= Patrick du Val =

British mathematician (1903–1987)

Patrick du Val (March 26, 1903 - January 22, 1987) was a British mathematician, known for his work on algebraic geometry, differential geometry, and general relativity. The concept of Du Val singularity of an algebraic surface is named after him.

==Early life==
Du Val was born in Cheadle Hulme, Cheshire. He was the son of a cabinet maker, but his parents' marriage broke up. As a child, he suffered ill-health, in particular asthma, and was educated mostly by his mother. He was awarded a first class honours degree from the University of London External Programme in 1926, which he took by correspondence course.

He was a talented linguist, for example teaching himself Norwegian so that he might read Peer Gynt. He also had a strong interest in history but his love of mathematics led him to pursue that as a career. His earliest publications show a leaning towards applied mathematics.

His mother moved to a village near Cambridge and he became acquainted with Henry Baker, Lowndean Professor of Astronomy and Geometry. Baker turned his interest towards algebraic geometry, and he entered Trinity College, Cambridge in 1927.

==Research in geometry==
Du Val's early work before becoming a research student was on relativity, including a paper on the De Sitter model of the universe and Grassmann's tensor calculus. His doctorate was on algebraic geometry and in his thesis he generalised a result of Schoute. He worked on algebraic surfaces and later in his career became interested in elliptic functions.

He received his Ph.D. with a thesis entitled 'On Certain Configurations of Algebraic Geometry Having Groups of Self-Transformations Representable by Symmetry Groups of Certain Polygons' under Baker's supervision in 1930. While a research student he had many famous geometers including Hodge as fellow research students, and he formed a particular friendship with Coxeter and Semple. He was elected a fellow of Trinity in 1930 for four years. During that time he travelled extensively, visiting Rome and working with Federigo Enriques, then in 1934 Princeton University, where he attended lectures by James W. Alexander, Luther P. Eisenhart, Solomon Lefschetz, Oswald Veblen, Joseph Wedderburn, and Hermann Weyl.
# # # # #
From the Patrick du Val biography, list everyone whose lectures du Val attended at Princeton University in 1934. Rely only on the Patrick du Val biography.

**Record set:**
# # # # #
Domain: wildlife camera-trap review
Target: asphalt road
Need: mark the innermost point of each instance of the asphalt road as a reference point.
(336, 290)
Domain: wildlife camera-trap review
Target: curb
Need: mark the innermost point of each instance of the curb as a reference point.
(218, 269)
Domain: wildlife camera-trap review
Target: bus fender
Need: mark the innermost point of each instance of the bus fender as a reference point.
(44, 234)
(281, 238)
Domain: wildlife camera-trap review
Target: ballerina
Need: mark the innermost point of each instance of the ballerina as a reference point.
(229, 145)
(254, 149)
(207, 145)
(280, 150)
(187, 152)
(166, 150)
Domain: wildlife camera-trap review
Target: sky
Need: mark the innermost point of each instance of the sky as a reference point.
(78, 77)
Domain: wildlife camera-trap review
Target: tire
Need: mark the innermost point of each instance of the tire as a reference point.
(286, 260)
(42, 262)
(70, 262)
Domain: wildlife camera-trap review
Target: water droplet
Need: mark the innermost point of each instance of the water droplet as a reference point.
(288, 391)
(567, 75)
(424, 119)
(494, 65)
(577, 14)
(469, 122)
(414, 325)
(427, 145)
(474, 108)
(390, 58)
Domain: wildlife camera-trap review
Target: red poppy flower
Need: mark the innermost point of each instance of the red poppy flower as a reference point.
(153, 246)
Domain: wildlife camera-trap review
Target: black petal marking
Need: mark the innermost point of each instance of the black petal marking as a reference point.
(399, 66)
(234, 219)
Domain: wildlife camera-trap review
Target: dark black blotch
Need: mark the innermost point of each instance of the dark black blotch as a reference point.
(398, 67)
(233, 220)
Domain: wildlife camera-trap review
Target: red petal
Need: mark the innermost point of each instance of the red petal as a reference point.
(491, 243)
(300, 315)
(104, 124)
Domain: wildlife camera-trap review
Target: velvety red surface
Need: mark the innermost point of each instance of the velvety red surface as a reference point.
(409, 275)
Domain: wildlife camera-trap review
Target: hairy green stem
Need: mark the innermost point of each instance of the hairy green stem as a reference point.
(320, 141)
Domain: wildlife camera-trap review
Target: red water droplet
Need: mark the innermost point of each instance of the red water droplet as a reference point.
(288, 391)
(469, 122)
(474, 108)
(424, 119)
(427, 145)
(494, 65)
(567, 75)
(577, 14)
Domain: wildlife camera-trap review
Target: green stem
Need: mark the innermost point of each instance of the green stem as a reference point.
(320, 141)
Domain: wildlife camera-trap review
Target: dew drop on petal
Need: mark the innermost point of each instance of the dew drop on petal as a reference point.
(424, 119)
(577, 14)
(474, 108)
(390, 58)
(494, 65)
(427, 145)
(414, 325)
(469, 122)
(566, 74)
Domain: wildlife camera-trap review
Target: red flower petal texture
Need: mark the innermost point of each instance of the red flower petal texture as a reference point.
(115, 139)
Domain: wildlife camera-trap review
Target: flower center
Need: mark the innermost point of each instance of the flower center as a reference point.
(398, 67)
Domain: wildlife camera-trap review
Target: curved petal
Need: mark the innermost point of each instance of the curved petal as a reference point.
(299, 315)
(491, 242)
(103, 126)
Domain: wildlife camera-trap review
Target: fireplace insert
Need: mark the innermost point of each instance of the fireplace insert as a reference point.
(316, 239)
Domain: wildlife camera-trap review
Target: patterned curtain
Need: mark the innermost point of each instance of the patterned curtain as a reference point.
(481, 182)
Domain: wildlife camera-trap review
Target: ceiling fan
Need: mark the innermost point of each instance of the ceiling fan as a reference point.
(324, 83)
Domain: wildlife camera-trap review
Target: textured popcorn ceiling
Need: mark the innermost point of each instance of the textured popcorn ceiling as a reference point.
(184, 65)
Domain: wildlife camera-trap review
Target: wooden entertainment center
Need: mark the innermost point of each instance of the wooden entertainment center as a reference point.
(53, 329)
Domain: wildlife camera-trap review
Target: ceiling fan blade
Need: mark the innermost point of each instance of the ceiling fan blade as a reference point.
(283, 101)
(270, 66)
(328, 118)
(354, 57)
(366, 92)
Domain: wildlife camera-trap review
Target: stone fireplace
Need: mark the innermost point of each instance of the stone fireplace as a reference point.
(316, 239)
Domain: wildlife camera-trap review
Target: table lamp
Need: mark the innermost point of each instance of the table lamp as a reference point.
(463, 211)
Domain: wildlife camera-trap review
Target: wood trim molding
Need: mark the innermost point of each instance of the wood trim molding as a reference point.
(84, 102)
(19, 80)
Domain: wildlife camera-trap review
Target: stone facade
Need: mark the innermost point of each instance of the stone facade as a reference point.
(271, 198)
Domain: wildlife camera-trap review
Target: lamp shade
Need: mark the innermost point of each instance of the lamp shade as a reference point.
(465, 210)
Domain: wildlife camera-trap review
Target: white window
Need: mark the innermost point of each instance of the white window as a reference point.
# # # # #
**Correct answer:**
James W. Alexander, Luther P. Eisenhart, Solomon Lefschetz, Oswald Veblen, Joseph Wedderburn, Hermann Weyl